[Provided entries]

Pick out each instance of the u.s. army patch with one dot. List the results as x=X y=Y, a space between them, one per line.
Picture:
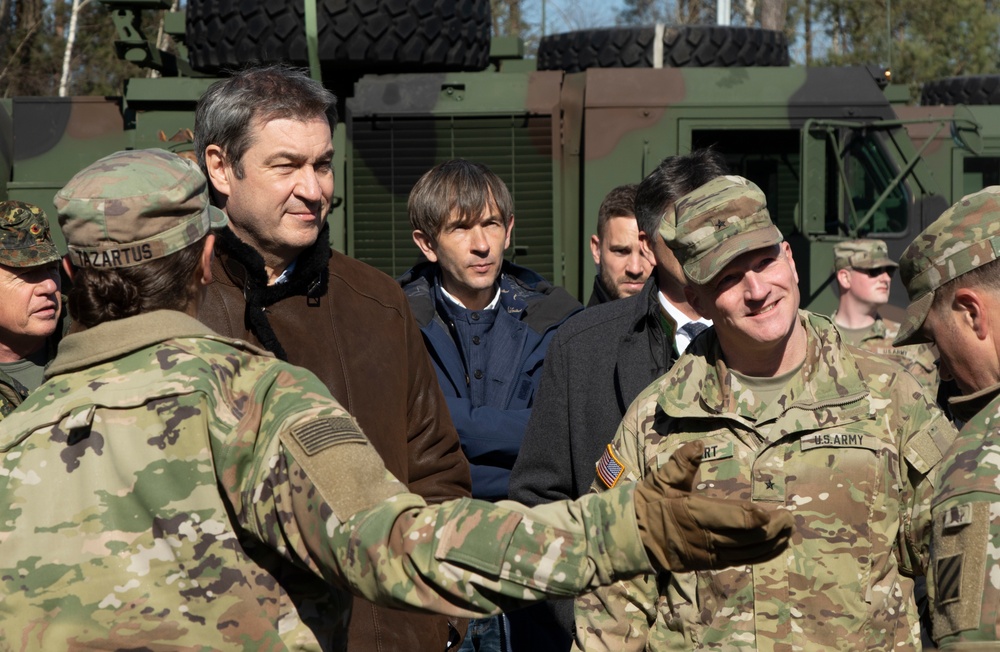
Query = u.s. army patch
x=317 y=435
x=609 y=468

[/Provided entries]

*Goal of the exercise*. Word for word, retype all of the data above, but include no pictures.

*Response area*.
Pick out each instance of the u.s. army patch with one dot. List the results as x=X y=Y, a space between them, one per line.
Picture:
Query = u.s. army patch
x=317 y=435
x=609 y=468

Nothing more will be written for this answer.